■ **The records**:
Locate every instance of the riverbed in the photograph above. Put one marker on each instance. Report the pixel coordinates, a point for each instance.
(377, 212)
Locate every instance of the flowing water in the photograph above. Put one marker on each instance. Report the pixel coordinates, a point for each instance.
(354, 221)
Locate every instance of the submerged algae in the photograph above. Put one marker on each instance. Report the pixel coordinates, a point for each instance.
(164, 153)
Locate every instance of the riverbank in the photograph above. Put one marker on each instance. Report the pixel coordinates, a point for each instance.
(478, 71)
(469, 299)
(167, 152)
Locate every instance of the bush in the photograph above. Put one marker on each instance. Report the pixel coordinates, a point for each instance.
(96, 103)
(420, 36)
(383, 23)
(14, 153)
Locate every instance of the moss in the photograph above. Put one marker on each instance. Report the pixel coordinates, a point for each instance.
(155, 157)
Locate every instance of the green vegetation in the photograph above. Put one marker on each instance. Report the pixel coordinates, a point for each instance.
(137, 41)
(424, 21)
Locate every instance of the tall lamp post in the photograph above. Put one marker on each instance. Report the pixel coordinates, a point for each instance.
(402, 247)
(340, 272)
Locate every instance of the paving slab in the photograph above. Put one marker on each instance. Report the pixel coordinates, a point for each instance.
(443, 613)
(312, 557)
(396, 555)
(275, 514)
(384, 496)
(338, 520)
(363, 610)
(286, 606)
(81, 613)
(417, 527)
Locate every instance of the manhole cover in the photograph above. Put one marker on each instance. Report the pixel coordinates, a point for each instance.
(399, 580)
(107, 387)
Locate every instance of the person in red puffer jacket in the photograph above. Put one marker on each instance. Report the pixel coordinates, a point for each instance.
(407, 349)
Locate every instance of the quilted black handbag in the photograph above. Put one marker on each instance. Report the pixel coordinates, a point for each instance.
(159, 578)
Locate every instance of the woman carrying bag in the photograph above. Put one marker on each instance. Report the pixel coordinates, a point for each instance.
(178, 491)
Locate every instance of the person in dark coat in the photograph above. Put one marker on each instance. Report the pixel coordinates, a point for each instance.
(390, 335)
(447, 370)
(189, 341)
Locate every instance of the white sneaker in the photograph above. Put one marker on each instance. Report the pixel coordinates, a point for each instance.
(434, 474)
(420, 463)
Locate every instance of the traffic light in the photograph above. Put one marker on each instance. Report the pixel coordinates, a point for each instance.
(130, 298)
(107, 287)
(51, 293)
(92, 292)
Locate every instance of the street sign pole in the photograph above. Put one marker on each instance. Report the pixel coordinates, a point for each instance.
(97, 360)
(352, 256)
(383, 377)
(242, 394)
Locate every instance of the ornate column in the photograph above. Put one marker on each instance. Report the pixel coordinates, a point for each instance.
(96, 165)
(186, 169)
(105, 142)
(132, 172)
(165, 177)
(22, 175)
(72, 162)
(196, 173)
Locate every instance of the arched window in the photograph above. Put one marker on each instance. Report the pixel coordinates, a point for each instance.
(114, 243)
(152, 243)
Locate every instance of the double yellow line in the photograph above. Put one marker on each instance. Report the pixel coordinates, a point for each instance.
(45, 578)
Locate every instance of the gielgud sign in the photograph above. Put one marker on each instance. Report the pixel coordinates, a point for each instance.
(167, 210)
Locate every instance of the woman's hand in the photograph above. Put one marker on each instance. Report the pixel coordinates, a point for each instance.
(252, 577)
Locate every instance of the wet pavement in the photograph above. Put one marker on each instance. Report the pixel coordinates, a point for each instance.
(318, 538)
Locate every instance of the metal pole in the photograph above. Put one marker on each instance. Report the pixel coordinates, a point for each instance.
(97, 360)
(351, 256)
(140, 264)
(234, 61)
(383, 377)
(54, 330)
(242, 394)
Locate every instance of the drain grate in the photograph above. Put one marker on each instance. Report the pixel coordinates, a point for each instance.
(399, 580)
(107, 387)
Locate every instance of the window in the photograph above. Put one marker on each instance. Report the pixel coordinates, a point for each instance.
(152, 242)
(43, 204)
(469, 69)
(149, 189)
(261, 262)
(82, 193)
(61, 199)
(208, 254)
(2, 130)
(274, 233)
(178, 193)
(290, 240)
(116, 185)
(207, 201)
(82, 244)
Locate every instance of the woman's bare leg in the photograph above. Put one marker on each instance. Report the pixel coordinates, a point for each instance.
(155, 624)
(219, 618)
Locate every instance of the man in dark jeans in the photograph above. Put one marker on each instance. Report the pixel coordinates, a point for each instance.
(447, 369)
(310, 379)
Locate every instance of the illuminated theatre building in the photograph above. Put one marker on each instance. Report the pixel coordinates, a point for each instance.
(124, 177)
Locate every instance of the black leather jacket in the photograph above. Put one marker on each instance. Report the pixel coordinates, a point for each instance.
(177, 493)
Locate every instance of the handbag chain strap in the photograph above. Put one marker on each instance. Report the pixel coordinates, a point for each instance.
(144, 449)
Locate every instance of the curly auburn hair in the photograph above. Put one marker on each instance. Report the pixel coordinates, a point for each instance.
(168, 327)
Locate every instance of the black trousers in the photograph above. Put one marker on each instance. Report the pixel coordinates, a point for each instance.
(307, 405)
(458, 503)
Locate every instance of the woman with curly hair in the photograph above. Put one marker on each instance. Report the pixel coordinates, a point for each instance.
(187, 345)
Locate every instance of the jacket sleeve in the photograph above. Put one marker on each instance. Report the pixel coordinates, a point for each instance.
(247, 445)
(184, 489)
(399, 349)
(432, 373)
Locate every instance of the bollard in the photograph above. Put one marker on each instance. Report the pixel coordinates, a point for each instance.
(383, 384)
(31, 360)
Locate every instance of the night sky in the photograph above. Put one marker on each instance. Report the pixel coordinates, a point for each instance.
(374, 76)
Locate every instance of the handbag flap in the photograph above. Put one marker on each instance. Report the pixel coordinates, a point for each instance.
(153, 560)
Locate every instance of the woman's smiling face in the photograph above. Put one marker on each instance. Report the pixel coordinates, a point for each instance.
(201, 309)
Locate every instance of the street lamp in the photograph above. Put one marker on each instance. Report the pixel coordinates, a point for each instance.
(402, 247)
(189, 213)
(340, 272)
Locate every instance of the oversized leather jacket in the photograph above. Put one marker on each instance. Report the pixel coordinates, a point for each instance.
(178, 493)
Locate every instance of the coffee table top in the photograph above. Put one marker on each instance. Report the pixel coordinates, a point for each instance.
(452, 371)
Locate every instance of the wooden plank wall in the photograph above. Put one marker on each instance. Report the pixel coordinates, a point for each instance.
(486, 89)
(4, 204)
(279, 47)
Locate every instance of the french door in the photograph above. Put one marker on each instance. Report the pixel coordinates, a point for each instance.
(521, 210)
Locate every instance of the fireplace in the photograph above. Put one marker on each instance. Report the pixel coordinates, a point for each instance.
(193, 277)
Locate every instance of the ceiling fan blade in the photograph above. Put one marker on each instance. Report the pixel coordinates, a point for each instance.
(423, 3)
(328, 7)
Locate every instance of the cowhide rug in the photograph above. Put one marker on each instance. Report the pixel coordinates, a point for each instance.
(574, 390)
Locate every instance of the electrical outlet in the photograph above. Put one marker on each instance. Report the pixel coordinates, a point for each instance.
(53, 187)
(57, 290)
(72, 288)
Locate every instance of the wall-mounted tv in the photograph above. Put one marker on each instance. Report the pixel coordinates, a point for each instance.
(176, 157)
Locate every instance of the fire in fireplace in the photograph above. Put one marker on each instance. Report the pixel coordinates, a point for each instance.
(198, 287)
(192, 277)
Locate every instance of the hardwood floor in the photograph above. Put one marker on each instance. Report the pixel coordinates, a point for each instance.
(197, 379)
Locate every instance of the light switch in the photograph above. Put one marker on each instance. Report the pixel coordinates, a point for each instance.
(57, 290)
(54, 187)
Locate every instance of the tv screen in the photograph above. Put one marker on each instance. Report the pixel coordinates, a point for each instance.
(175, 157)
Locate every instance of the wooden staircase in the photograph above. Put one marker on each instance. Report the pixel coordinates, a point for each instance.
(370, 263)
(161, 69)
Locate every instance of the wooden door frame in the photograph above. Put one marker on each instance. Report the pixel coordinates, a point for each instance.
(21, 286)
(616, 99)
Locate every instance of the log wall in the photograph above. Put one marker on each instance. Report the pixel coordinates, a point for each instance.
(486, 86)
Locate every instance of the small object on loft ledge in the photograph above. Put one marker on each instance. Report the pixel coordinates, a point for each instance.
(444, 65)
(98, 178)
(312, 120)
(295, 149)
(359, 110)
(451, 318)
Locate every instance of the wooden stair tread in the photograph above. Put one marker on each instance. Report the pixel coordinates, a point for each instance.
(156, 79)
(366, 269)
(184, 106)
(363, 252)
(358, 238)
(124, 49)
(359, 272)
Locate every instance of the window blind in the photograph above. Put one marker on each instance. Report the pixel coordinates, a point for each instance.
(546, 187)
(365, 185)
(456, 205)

■ **Task objective**:
Repeat exactly the lines starting at the line with "Locate every instance of the wooden door" and ending with the final line of the entries. Include nothing else.

■ **Final result**:
Locate every instance of the wooden door frame in the photograph above. Put one marker on each instance. Report the pixel coordinates, a point for each instance.
(21, 286)
(616, 99)
Locate every instance of the log wall in the photograph above. Put one marker on each instance. Report the pixel coordinates, a point for each instance.
(486, 86)
Locate every instance of the small object on loft ledge in the photograph above. Put one marker on each instance. Report the pixel coordinates, a point for each instance.
(444, 65)
(98, 178)
(312, 120)
(295, 149)
(359, 110)
(451, 318)
Locate every instance of the wooden stair tread in the photograph above. Put one marker on each instance. Report the pixel coordinates, a point for each instance.
(156, 79)
(366, 269)
(184, 106)
(363, 252)
(358, 238)
(124, 49)
(359, 272)
Locate every instance of the window blind in the photograph above. Put one marker on each instance. Report the pixel coordinates, a point for each instance.
(546, 187)
(365, 185)
(456, 205)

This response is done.